Show only those lines of the entries where the string "below" is found.

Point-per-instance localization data

[Start of Attachment]

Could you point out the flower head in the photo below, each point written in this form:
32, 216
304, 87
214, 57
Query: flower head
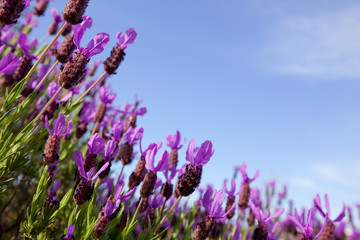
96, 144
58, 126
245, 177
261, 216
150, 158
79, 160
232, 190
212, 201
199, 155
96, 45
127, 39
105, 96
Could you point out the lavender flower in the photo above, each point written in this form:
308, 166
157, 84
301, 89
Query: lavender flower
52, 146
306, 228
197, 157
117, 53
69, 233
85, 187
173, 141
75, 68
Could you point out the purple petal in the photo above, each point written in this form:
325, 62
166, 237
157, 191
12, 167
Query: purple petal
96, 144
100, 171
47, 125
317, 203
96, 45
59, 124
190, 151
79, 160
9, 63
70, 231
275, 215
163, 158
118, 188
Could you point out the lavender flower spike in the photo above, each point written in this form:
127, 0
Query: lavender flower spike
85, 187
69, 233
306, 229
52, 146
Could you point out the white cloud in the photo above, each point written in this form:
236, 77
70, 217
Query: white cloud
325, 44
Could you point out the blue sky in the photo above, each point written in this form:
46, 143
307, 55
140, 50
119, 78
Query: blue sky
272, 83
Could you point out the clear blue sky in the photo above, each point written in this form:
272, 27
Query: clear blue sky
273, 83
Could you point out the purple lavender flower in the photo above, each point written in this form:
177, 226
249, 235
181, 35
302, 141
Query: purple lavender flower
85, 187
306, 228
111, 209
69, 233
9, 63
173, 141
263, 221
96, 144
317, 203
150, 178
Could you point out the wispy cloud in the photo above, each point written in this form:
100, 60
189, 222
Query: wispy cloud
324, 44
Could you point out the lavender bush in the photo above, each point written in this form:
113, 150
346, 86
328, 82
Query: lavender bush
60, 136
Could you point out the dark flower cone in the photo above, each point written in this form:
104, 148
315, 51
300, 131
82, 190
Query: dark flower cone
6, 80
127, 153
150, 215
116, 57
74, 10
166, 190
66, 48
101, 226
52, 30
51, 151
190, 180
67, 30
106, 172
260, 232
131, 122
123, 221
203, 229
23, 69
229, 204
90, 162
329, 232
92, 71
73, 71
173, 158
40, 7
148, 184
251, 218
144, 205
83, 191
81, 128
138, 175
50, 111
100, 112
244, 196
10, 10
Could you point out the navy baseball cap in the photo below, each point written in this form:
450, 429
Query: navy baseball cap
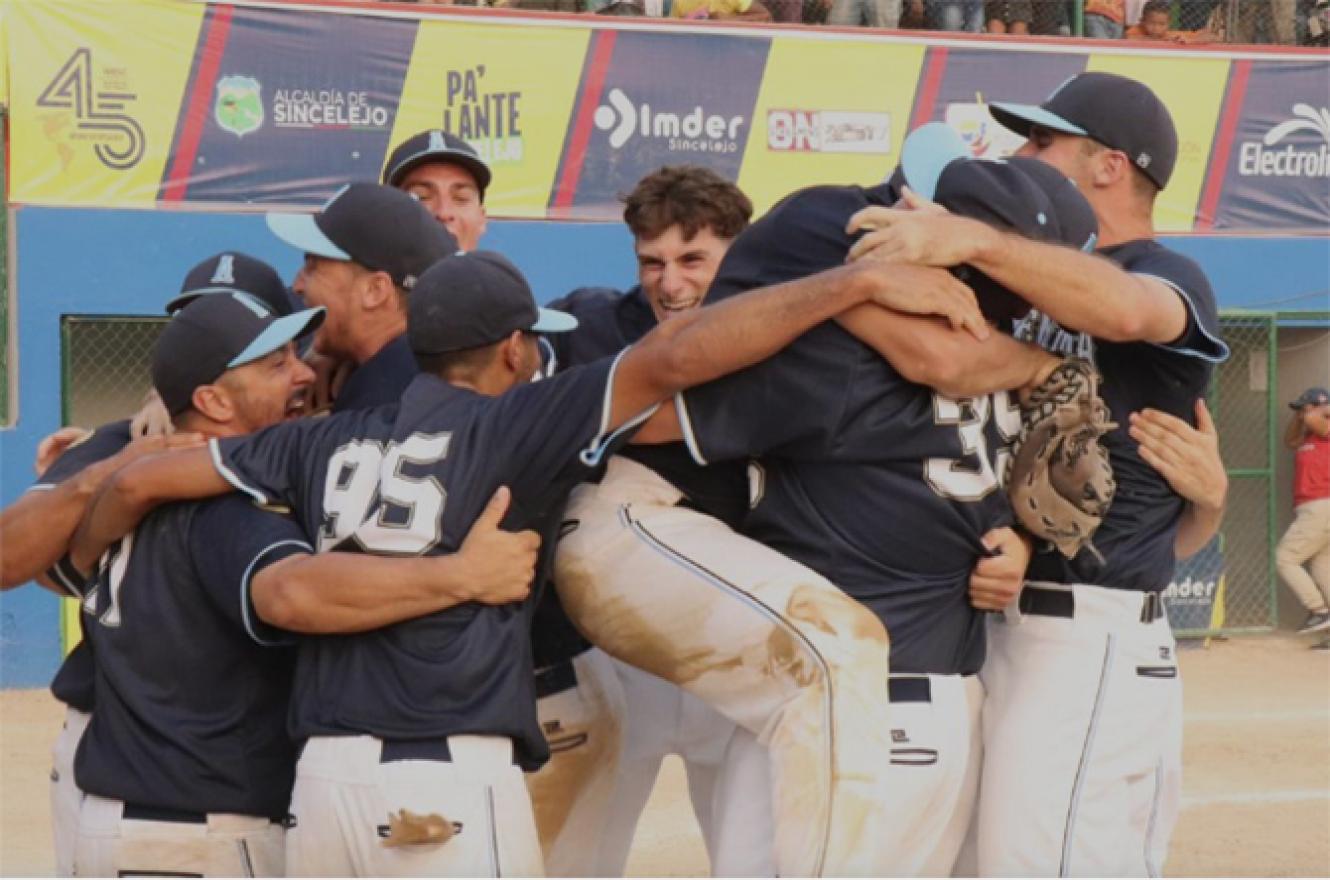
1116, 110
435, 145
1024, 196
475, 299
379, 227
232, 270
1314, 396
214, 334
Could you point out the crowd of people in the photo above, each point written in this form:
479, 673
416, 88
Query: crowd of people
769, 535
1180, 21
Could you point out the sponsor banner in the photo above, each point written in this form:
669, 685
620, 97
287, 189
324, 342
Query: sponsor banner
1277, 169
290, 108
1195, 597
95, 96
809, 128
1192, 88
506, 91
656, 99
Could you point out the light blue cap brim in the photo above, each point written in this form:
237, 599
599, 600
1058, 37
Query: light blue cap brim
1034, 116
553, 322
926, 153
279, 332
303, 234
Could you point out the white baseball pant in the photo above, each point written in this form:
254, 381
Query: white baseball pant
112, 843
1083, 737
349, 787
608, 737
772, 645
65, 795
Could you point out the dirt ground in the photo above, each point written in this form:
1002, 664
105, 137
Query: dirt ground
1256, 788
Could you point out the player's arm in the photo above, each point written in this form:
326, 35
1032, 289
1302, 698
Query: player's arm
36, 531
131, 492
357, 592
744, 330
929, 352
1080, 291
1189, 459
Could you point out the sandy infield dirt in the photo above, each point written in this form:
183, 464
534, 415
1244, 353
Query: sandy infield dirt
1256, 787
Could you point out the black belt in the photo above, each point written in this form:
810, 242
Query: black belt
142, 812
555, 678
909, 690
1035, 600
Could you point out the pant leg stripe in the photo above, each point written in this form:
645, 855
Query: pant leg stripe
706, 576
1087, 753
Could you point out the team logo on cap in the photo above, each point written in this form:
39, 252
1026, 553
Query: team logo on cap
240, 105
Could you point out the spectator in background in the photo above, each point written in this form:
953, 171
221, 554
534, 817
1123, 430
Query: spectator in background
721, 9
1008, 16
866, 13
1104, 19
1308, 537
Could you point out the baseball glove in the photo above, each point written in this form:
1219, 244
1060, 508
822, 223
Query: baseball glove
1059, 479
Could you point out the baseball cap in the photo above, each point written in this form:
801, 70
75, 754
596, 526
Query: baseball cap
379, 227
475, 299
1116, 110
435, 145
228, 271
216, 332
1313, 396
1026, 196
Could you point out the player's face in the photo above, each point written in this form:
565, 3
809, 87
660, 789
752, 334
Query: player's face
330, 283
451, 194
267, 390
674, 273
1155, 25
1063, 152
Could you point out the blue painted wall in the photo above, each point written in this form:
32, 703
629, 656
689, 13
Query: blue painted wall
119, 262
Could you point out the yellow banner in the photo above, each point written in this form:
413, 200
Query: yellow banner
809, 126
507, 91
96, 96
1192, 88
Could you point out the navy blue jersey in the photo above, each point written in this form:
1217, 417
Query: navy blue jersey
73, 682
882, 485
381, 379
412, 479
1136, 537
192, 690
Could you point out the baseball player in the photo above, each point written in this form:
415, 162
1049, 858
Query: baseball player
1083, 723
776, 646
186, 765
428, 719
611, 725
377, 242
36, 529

[End of Attachment]
[Start of Attachment]

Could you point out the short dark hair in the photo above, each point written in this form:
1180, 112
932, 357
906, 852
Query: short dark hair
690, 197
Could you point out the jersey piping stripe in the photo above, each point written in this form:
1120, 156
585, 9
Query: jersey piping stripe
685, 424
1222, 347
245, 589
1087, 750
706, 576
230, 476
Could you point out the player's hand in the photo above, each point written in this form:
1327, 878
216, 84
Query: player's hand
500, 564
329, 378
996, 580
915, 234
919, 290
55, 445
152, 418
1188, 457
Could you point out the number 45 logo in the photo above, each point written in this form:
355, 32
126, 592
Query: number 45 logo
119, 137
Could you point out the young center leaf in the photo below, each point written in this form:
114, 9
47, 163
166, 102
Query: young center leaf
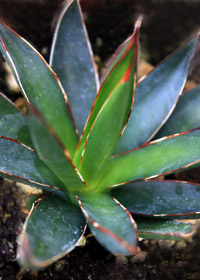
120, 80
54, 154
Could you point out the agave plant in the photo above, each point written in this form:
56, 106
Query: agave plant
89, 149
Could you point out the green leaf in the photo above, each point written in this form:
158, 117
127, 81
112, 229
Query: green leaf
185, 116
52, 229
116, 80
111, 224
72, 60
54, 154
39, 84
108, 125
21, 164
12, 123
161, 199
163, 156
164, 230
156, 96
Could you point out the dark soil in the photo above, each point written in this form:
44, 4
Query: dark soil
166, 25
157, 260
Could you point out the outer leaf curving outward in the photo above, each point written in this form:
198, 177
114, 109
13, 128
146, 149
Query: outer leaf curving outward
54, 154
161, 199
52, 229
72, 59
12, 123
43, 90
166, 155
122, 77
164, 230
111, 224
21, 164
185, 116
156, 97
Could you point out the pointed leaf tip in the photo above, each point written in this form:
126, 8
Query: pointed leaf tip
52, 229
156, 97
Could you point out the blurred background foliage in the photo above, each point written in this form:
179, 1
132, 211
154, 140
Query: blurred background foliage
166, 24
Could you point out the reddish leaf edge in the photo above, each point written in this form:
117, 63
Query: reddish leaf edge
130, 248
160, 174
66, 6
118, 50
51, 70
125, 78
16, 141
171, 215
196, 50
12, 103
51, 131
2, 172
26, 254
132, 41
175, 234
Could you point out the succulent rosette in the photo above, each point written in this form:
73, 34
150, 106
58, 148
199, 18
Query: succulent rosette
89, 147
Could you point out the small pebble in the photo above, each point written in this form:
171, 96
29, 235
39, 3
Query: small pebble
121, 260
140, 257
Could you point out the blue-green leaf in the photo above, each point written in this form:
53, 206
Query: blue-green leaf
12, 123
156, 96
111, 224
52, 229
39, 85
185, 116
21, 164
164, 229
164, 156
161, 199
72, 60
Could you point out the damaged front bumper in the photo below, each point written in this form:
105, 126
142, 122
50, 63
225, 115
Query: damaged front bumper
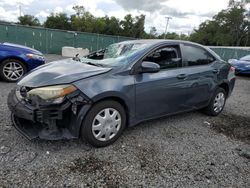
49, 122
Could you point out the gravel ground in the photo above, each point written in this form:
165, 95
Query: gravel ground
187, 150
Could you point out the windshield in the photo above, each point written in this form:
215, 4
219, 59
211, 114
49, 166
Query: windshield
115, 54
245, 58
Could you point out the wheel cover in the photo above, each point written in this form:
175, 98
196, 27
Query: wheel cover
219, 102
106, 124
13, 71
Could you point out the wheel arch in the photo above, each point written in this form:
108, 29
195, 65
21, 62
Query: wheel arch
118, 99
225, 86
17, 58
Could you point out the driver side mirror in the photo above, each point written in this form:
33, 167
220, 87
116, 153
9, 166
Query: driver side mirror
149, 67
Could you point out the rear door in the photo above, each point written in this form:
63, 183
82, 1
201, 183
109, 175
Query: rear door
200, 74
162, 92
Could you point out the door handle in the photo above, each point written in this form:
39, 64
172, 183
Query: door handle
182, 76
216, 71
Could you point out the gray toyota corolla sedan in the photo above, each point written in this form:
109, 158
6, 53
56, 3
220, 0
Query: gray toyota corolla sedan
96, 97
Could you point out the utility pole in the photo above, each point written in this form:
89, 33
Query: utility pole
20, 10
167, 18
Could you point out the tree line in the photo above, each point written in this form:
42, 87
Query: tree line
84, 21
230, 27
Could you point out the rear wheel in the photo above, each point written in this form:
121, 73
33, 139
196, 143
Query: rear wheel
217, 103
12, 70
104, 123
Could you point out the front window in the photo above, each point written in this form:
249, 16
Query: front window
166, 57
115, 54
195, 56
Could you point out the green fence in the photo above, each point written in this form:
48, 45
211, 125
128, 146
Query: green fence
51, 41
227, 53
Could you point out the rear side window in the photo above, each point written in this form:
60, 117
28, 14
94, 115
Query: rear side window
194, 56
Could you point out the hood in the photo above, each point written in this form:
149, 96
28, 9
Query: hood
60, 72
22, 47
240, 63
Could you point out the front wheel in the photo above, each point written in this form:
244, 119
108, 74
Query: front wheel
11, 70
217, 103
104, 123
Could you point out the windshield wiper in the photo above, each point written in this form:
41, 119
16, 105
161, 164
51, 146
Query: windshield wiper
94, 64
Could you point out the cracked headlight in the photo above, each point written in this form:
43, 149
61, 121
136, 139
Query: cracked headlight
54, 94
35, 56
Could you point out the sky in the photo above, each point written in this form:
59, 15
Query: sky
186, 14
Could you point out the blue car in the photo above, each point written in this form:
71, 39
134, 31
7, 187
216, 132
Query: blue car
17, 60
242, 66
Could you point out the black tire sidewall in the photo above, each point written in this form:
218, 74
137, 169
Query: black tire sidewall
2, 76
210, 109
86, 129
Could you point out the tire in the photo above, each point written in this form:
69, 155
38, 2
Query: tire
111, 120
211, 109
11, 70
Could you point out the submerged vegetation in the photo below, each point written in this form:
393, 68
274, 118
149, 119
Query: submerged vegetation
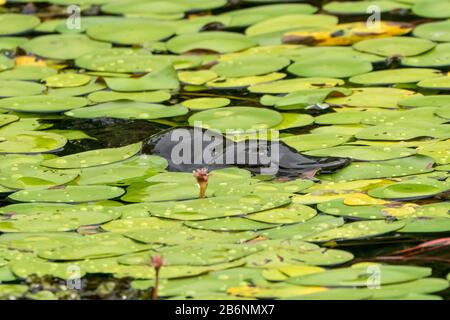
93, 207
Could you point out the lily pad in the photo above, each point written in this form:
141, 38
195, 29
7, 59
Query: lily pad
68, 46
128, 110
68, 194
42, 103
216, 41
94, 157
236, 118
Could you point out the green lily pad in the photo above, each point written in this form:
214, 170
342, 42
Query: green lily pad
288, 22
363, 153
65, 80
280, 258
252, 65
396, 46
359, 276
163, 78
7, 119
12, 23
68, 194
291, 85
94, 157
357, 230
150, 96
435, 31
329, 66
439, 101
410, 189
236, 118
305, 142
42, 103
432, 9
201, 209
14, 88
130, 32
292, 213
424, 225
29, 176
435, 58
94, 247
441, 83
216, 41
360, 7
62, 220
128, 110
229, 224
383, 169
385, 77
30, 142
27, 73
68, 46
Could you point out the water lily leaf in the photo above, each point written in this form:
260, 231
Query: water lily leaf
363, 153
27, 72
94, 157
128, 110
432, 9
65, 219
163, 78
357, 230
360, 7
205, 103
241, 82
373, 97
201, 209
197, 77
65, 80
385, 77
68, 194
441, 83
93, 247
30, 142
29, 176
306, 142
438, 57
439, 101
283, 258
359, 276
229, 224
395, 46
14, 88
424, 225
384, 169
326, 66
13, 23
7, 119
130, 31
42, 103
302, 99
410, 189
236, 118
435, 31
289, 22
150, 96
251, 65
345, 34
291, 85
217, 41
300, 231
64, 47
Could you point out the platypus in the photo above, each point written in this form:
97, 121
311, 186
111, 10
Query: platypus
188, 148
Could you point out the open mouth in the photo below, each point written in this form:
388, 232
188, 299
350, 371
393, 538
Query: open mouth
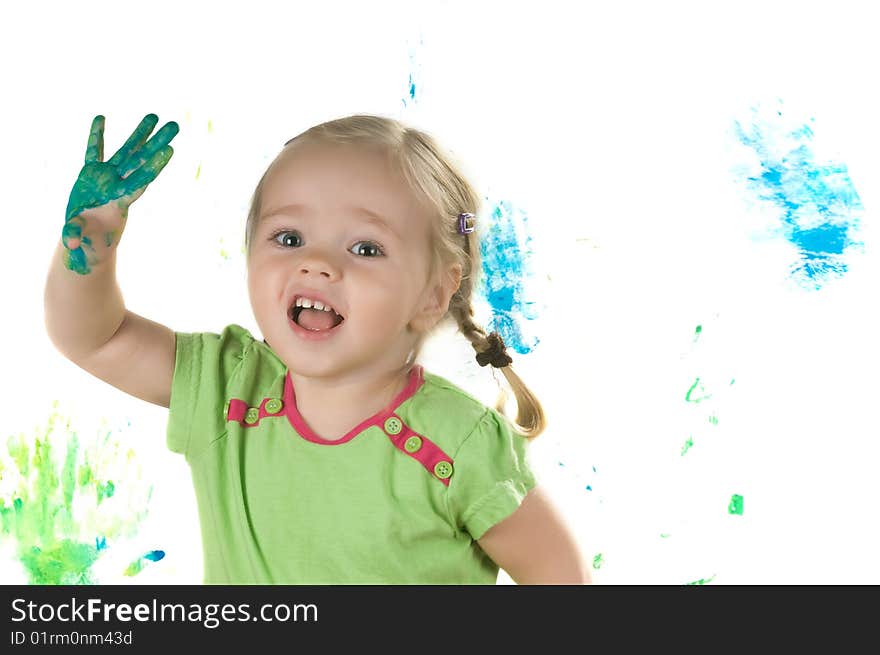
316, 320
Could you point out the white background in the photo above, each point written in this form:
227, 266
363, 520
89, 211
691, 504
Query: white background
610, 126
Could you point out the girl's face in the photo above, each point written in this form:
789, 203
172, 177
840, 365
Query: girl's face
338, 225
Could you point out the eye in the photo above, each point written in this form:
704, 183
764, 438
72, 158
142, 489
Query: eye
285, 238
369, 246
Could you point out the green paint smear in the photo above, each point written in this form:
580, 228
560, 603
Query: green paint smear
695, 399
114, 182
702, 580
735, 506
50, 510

[End of Attachment]
[Start of Attachment]

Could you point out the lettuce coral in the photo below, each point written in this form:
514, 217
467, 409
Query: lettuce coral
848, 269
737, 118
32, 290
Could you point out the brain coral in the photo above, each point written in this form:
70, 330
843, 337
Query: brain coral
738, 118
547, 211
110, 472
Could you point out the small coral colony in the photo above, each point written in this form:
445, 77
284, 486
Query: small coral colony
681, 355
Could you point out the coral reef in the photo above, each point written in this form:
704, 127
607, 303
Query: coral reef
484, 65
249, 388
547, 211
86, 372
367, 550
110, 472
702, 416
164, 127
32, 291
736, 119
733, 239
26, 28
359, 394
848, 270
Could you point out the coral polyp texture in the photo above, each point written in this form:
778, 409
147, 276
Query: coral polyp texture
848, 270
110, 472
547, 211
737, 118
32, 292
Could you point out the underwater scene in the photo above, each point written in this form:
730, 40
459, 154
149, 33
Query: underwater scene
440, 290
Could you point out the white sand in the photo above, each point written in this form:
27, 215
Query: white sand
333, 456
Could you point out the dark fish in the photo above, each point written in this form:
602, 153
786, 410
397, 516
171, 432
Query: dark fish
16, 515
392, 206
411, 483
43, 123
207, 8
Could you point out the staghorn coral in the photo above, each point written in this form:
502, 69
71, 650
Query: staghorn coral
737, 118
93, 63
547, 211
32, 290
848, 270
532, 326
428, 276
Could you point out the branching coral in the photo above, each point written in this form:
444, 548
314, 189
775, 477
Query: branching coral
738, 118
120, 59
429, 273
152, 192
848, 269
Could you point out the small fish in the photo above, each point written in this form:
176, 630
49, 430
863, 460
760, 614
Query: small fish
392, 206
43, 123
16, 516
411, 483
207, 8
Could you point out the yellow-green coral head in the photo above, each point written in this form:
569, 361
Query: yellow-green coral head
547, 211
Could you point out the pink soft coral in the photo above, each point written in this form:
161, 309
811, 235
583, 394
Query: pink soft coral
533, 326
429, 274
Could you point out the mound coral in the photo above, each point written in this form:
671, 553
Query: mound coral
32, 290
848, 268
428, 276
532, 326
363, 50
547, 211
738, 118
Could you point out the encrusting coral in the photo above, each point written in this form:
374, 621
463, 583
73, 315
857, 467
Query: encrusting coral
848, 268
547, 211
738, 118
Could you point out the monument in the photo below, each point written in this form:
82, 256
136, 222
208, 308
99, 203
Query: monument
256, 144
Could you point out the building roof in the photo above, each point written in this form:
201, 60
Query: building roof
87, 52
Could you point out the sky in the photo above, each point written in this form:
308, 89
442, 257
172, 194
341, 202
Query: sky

[End of Attachment]

▸ Solution to this problem:
Could you point out the flower head in the photo below, each point written in this form:
Could you point out the navy baseball cap in the photo below, each point written in this form:
Could you point out the young center leaf in the photo below, each point written in this form:
Could you point out the damaged front bumper in the photo below, each point written in this form:
Could you point out the submerged vegetation in the photo below, each point written in this form:
Could you point out the open mouth in the photo below, each point written in this form:
Could you point out the lettuce coral in the photo below, each point written in this form:
Could you point out the monument in the photo below, each point written in this form:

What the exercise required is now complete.